→ EXERCISE TEXT
··········

The Food and Drug Administration has come under increasing fire for doing a poor job of protecting American consumers from dangerous drugs or defective medical products. Whether it’s the high-profile case of Avandia — a dangerous diabetes medication it took years to sanction — or the recent recall of the defective DePuy Hip Replacement System, patients are not being afforded enough protection in the medical marketplace.
Those are far from rare examples. Other pharmaceuticals with questionable history include Vioxx, Darvon/Darvocet and Accutane
The FDA relies upon the testing of pharmaceutical companies to determine a drug’s market worthiness — the next billion dollar breakthrough is safe because the company says so — and such testing is often done in third-world countries, far from the preying eyes of regulators. The agency has also been accused of playing politics with the approval process.
Now CNN reports that Lipitor — the world’s biggest blockbuster prescription medication — is set to go on sale by the end of the year.
Pfizer is losing patent protection on its vaunted cholesterol-fighting statin. But the controversy rests with Ranbaxy, India’s largest pharmaceutical company, which had been expected to launch its generic in the United States on Nov. 30. Federal rules would give the world’s 12th largest generic maker a six-month window in which it would have the exclusive rights to market and sell a generic.

··········

→ GIVEN RECORDS
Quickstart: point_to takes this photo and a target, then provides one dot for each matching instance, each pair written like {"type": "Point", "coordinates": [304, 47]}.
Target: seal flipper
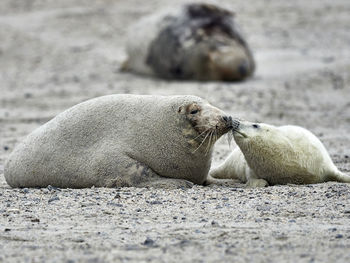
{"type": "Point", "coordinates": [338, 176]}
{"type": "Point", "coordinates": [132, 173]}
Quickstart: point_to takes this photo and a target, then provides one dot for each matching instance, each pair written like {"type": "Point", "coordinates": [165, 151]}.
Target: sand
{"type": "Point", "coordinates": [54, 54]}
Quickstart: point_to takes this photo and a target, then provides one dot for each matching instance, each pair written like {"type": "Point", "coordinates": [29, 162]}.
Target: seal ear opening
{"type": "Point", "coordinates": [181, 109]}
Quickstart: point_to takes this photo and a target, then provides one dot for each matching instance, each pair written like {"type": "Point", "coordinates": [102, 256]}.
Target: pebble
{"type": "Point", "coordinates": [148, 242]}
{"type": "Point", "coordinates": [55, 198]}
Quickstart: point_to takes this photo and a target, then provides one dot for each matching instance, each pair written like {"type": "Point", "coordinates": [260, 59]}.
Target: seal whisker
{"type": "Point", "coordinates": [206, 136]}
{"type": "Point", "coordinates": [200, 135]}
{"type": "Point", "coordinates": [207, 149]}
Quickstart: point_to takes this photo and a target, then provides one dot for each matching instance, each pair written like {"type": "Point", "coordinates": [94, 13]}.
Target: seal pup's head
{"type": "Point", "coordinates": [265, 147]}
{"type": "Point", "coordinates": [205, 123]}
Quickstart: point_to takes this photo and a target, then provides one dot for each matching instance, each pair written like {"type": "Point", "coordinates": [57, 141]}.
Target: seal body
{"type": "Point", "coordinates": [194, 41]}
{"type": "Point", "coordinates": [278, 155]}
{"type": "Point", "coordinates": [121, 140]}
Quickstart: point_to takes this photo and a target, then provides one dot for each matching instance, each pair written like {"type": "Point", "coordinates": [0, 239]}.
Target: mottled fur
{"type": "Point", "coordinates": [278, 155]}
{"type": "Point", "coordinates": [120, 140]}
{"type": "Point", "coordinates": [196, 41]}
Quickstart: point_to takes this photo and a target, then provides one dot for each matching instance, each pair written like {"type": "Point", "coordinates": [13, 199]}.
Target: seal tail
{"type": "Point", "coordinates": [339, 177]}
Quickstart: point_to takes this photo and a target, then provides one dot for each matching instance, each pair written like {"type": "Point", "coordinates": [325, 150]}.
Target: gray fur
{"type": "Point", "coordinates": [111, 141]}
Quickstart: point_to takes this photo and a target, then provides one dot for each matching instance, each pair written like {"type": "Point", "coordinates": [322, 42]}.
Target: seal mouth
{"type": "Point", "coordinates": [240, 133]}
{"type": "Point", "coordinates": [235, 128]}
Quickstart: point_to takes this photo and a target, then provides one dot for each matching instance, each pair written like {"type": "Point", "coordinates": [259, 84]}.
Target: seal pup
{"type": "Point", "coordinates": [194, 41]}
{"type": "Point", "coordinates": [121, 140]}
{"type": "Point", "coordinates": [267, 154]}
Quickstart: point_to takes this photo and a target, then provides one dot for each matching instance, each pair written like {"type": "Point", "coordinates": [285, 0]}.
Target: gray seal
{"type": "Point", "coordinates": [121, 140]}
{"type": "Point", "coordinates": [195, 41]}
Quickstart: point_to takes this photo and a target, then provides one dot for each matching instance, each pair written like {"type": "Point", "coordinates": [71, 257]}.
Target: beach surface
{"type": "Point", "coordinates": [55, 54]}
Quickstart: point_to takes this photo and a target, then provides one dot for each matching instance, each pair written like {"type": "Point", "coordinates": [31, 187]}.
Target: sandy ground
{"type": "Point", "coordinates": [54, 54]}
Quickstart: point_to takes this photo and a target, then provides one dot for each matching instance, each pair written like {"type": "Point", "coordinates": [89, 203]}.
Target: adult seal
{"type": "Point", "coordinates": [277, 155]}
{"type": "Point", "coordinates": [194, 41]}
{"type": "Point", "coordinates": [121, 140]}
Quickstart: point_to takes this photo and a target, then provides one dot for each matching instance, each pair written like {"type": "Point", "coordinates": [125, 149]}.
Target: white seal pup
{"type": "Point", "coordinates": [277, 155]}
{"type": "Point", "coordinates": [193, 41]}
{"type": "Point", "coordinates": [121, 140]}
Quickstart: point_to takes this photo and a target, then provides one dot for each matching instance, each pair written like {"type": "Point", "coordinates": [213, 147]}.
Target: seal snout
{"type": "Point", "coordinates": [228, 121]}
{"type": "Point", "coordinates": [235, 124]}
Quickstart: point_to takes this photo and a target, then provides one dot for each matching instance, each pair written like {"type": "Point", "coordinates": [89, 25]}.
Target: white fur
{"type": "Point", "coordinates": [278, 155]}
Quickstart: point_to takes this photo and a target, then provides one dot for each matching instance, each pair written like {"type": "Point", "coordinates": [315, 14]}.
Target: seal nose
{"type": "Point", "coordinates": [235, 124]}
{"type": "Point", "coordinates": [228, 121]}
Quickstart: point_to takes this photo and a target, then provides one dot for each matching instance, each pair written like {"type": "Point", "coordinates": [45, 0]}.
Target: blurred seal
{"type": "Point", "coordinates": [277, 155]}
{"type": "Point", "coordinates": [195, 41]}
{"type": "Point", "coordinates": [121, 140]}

··········

→ QUESTIONS TO ANSWER
a) Reproduce the FDA passage from "The Food and" up to and including "the medical marketplace.".
b) For each statement, answer yes or no according to the FDA passage, and quote the words that decide it: (i) Ranbaxy is India's largest pharmaceutical company. (ii) Lipitor is a diabetes medication. (iii) The FDA does its own testing to determine whether a drug is fit for market.
c) Write a continuation of the FDA passage, starting after its final sentence.
The lines have no connection to the FDA passage.

→ TASK RESPONSES
a)
The Food and Drug Administration has come under increasing fire for doing a poor job of protecting American consumers from dangerous drugs or defective medical products. Whether it’s the high-profile case of Avandia — a dangerous diabetes medication it took years to sanction — or the recent recall of the defective DePuy Hip Replacement System, patients are not being afforded enough protection in the medical marketplace.

b)
(i) Yes: "Ranbaxy, India’s largest pharmaceutical company"
(ii) No: "its vaunted cholesterol-fighting statin"
(iii) No: "The FDA relies upon the testing of pharmaceutical companies to determine a drug’s market worthiness"

c)
However, the FDA accuses Ranbaxy of fraudulent conduct over a period of years, including fabricating data in drug applications, shortcutting quality tests and violating manufacturing standards. So grave were the violations that the FDA barred the company from importing more than 30 different drugs in 2008. Federal prosecutors continue to negotiate civil and criminal penalties that could top $1 billion.
The company’s leading generics in the United States include Valtrex (for herpes), Aricpet (for Alzheimer’s) and Zocor (cholesterol). It has denied misconduct and contends it is cooperating with the federal government.
Meanwhile, generic makers are “feuding like greedy relatives at Lipitor’s graveside,” as CNN puts it. One company, Mylan, has even sued the FDA, alleging that the government’s indecision has crimped the ability of competitors to plan.
At stake is that six-month window, during which a generic typically charges 70 to 80 percent of the name-brand price. After that, competitors typically join the party and the price drops to just 5 percent of the original drug’s price.
Analysts estimate that could amount to $600 million in this case. In 2010, that would have been good enough to amount to about one-third of the company’s entire gross revenue of $1.9 billion.